> Travail à faire
1 - Relevez toutes les matières que le texte sur la mode vestimentaire cite pour les vêtements.
2 - Reprenez le texte sur la mode vestimentaire là où il s'arrête et poursuivez-le.

> Extrait du document
Mon univers et sa mode vestimentaire

Je développe dans cet article comment j’en suis venue à percevoir les vêtements de mes personnages et leur manière qu’ils détenaient de raconter une partie de l’histoire. Cet élément de décor est parfois négligé et restreint à un simple détail de worldbuilding ou de situation historique et technologique. Mon propre usage dans mes récits est souvent discret, mais cette subtilité est une fine couche de plus qui appuie certains thèmes de ma narration.

Pour sortir du médiéval

J’ai commencé avec une idée assez vague de vêtements qui s’inspirait grossièrement de ce que je connaissais des films et des dessins du temps de jadis, soit, le Moyen Âge. Ou ce que l’on associe rapidement à cette période comme s’il s’agissait d’un miasme homogène.

Je savais seulement que les textiles se devaient d’être naturels — lin, coton, chanvre — et que le cuir et les fourrures étaient plutôt présents. Pour les teintes, j’avais une approximation imaginaire de ce que je croyais des images qui circulaient sans m’y être arrêtées.

> Entrées répertoriées

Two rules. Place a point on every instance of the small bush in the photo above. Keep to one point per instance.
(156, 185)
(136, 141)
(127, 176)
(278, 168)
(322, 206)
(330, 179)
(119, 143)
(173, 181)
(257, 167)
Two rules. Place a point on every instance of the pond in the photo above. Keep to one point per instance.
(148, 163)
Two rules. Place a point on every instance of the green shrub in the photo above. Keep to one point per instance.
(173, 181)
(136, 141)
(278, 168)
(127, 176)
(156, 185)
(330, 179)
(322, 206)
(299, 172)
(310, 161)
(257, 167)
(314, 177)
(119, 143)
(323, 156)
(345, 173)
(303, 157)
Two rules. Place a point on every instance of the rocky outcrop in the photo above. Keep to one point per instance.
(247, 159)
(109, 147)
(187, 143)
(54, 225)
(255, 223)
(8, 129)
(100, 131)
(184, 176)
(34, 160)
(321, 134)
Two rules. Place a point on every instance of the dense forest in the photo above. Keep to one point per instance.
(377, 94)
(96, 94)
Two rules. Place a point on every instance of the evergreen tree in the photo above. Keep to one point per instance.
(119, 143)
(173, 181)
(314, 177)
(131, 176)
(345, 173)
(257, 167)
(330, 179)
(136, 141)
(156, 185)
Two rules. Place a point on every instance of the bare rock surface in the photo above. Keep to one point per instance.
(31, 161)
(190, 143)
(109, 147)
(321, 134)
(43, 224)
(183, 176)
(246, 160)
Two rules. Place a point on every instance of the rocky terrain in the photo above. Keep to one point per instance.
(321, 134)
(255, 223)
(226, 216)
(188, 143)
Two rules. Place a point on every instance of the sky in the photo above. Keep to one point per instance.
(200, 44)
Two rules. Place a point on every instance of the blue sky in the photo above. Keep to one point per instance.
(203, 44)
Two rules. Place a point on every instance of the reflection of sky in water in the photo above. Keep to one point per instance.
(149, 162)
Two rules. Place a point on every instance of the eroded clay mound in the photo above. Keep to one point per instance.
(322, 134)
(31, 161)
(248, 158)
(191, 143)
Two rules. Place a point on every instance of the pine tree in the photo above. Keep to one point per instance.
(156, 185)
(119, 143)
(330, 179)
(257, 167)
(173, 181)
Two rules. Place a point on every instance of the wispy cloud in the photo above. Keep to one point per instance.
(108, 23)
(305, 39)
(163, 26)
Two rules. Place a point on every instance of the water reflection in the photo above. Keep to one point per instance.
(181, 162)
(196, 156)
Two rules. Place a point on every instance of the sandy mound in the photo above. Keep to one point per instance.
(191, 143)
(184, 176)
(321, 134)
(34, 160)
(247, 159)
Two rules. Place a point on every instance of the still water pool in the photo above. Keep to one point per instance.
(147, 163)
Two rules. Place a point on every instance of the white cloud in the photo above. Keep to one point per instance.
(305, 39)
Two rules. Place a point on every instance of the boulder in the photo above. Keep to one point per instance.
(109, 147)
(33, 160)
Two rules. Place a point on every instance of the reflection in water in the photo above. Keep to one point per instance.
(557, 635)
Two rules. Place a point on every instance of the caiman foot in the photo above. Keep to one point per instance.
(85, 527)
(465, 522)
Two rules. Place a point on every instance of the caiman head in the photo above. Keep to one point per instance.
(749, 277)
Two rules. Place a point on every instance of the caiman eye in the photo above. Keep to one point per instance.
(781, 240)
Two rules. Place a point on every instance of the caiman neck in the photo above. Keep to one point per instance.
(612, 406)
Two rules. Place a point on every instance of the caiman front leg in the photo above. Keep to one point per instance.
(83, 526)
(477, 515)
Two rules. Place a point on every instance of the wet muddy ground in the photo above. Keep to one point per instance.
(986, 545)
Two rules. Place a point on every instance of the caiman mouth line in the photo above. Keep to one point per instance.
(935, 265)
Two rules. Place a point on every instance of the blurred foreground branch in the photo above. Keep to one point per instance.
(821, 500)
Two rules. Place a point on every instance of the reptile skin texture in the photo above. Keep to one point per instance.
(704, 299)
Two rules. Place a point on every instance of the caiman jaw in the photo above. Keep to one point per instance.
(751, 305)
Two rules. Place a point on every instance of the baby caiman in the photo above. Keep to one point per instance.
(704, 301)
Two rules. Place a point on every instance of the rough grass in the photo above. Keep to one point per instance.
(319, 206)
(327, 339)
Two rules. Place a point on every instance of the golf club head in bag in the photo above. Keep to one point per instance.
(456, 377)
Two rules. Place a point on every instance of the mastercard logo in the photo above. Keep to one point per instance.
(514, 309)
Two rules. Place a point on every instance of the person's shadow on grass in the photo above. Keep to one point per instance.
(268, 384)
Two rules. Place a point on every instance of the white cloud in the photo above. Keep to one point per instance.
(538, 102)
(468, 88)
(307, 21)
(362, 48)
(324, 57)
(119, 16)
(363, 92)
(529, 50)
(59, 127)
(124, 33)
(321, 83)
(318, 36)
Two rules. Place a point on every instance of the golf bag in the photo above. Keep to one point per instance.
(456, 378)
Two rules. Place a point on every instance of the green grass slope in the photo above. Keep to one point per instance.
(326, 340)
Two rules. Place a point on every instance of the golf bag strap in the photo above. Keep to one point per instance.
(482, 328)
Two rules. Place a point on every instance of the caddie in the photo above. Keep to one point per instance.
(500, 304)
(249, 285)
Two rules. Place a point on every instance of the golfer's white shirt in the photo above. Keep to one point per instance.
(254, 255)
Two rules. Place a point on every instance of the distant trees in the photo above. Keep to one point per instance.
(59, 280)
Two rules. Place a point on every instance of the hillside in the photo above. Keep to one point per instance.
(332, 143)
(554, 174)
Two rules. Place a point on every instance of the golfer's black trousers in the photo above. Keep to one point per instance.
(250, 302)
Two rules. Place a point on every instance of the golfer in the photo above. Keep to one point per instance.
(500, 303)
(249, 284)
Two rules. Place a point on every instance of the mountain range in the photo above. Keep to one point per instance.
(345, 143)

> Réponses de l'exercice
1 - lin, coton, chanvre, cuir, fourrures

2 -
Tunique

Le vêtement était donc porté par mes personnages dans le but unique de ne pas les laisser nus face aux éléments, ou de les dévêtir dans certaines occasions plus intimes. Décrire certains pans de tissus, certaines teintes ou textures se révélaient n’être que du décor pour aider l’imaginaire à voir l’ambiance du récit. Puis, à force de découvrir les ressources naturelles et le territoire de mon lieu de récit, j’ai réfléchi à ce que ces gens pouvaient arriver à fabriquer réellement comme vêtement.

Les ressources

J’ai établi assez tardivement que le mode de vie de mes peuples tournerait autour de l’élevage, la cueillette, la chasse et une agriculture franchement rudimentaire. Je voulais une saveur beaucoup plus rustique que ce qu’on lit souvent en Fantasy médiévale, d’autant plus que le partage des terres agricoles et d’un système autour de ça m’ennuyait. J’ai surtout compris qu’une telle organisation ne m’était aucunement utile dans la vision des valeurs que mes communautés avaient et même semblait contraire à leur mode de vie.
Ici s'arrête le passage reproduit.